> [Text block]:
BEGIN

"I've always felt like an old soul," Gardot states. "I felt like I was 40 when I was eight."
Gardot's prodigious talent and singular personal history are reflected in Worrisome Heart, which the artist co-produced with Grammy-winning producer Glenn Barratt. The album's memorable original compositions range from the title track's torch-song drama to the haunted yearning of "Love Me Like a River Does." Supported by sparse arrangements she draws upon elements of jazz, blues, folk and country, with expressive vocals that are both sensitive and seductive.
"In my eyes, there's two kinds of music," says Gardot. "There's the kind that rushes out at you, and the kind that settles in and lets you come to it. I prefer the latter of the two. I like the idea of hearing music in the distance; you're drawn to it and you want to know what it is. To me, that's beautiful, that's the essence of listening to music: discovering it. exploring it and finding those little spaces. To have it thrown out at you almost cheapens it."
Gardot's route has been an unconventional and often arduous one. Growing up in Philadelphia, she began taking music lessons at age nine, and was playing piano in local lounges by the time she was 16, although she didn't think of music as anything more than a hobby at the time. After being hit by a car and severely injured when she was 19, music became a key therapeutic element in her lengthy recovery process.
"Like a lot of people my age, I grew up listening to what was popular," she explains. "But after the accident, I couldn't tolerate anything above a whisper. As I couldn't listen to the music I had before, I sought out other, quieter things. My friends gave me records, and one of the first was Stan Getz's The Bossa Nova Years. I remember doing physical therapy to that, being on the treadmill, trying to learn to walk again. That kind of music became infectious for me; I would hear it and not quite understand it at first, but then I'd go back and I'd get it. I was learning as I was going, and so that type of music became more and more personal for me."

END

> [Extracted data]:
BEGIN

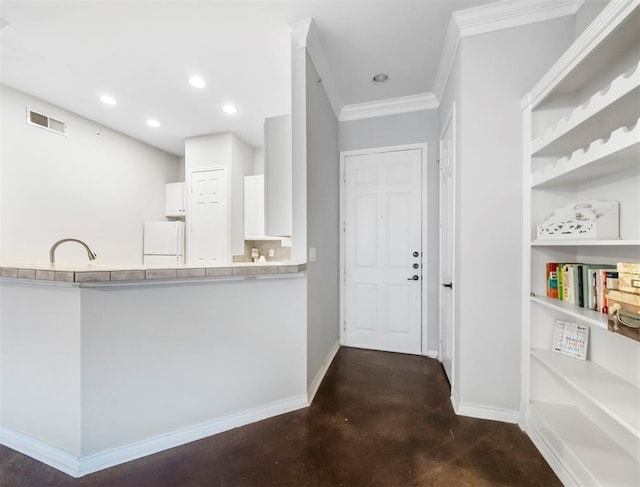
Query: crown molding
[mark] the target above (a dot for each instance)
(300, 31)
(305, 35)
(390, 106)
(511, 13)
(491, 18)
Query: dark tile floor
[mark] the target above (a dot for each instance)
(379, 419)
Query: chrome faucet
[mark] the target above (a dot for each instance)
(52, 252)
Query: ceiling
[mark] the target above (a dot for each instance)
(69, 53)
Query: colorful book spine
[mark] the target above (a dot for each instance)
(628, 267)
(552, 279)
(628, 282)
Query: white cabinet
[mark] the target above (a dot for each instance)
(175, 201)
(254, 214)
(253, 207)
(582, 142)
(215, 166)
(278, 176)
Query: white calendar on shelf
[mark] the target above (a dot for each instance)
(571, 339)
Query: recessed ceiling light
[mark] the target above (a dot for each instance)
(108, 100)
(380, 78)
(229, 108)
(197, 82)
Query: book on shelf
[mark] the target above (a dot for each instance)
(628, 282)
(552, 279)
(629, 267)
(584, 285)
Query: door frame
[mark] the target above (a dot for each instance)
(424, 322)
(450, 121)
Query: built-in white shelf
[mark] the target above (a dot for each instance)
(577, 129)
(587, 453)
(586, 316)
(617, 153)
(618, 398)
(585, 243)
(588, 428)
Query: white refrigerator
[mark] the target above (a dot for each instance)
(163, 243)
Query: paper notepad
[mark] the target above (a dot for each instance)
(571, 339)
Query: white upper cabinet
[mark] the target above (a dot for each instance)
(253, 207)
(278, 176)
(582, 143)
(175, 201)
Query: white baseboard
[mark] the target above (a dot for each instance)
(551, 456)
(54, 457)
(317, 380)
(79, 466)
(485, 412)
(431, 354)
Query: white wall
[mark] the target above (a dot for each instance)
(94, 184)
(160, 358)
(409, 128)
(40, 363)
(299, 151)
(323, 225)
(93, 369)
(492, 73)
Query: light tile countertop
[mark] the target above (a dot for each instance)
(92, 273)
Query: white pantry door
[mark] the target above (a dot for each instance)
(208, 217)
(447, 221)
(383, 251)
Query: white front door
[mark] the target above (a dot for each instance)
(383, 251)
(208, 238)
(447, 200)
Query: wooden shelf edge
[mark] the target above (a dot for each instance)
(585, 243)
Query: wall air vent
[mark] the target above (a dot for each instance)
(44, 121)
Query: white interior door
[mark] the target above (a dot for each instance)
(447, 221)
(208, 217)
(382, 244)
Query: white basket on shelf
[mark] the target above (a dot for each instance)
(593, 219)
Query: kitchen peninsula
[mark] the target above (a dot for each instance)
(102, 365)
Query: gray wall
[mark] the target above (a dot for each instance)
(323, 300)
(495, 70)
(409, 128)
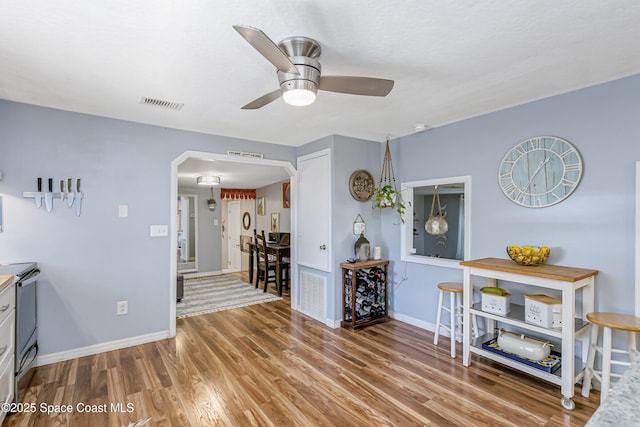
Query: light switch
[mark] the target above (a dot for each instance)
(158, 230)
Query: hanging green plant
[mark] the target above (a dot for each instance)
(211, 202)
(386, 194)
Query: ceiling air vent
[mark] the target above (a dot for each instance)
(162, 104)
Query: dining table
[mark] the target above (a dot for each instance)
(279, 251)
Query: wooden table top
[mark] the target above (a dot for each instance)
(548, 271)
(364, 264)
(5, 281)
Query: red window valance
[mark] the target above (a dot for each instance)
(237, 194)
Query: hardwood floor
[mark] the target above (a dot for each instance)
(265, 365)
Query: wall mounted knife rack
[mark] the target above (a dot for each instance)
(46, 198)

END
BEGIN

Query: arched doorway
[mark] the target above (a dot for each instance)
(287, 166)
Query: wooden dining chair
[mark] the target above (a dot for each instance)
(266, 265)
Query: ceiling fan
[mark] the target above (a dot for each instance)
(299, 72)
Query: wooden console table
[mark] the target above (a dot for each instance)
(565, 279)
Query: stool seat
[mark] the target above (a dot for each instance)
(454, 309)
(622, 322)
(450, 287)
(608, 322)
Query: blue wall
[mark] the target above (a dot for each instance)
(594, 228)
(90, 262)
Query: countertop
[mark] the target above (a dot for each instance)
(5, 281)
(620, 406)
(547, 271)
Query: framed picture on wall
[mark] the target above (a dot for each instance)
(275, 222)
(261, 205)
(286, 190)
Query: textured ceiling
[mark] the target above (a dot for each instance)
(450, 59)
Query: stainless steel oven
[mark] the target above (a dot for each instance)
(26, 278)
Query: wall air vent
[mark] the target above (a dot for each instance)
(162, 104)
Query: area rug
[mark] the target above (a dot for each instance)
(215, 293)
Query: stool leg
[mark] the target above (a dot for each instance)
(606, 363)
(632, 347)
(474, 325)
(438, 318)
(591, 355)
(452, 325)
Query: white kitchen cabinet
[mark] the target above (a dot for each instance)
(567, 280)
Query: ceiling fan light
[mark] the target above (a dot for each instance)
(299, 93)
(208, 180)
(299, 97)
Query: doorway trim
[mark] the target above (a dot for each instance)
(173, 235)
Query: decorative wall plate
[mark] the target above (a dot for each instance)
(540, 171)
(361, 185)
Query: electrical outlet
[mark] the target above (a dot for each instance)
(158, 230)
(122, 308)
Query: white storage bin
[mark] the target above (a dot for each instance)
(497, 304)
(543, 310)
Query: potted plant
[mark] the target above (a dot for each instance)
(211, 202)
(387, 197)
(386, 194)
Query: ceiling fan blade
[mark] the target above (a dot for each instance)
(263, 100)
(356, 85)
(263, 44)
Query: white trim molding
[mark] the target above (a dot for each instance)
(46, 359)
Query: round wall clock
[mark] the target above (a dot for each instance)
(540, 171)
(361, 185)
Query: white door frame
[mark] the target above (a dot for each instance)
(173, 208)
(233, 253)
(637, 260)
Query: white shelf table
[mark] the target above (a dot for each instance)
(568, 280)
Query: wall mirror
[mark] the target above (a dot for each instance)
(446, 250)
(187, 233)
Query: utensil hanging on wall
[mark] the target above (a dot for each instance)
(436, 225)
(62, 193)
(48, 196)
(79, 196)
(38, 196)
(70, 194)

END
BEGIN

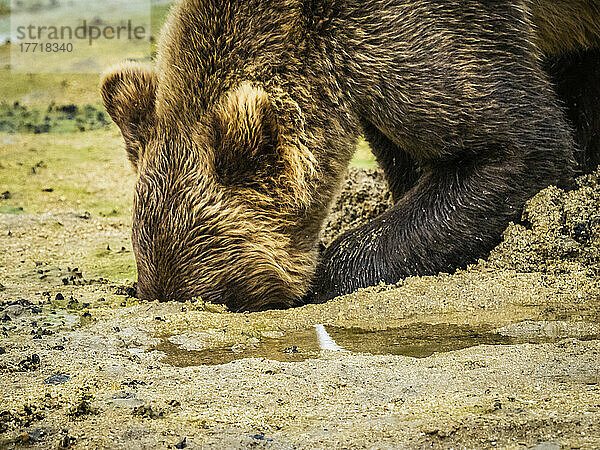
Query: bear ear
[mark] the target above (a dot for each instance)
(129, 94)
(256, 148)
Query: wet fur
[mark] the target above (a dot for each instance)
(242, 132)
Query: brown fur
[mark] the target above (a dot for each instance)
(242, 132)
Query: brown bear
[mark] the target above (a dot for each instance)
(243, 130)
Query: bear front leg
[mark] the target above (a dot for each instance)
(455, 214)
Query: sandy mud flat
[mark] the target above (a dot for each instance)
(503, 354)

END

> [Task prompt]: In the text about Gardot, which record was one of the first her friends gave her after the accident?

> [Response box]: Stan Getz's The Bossa Nova Years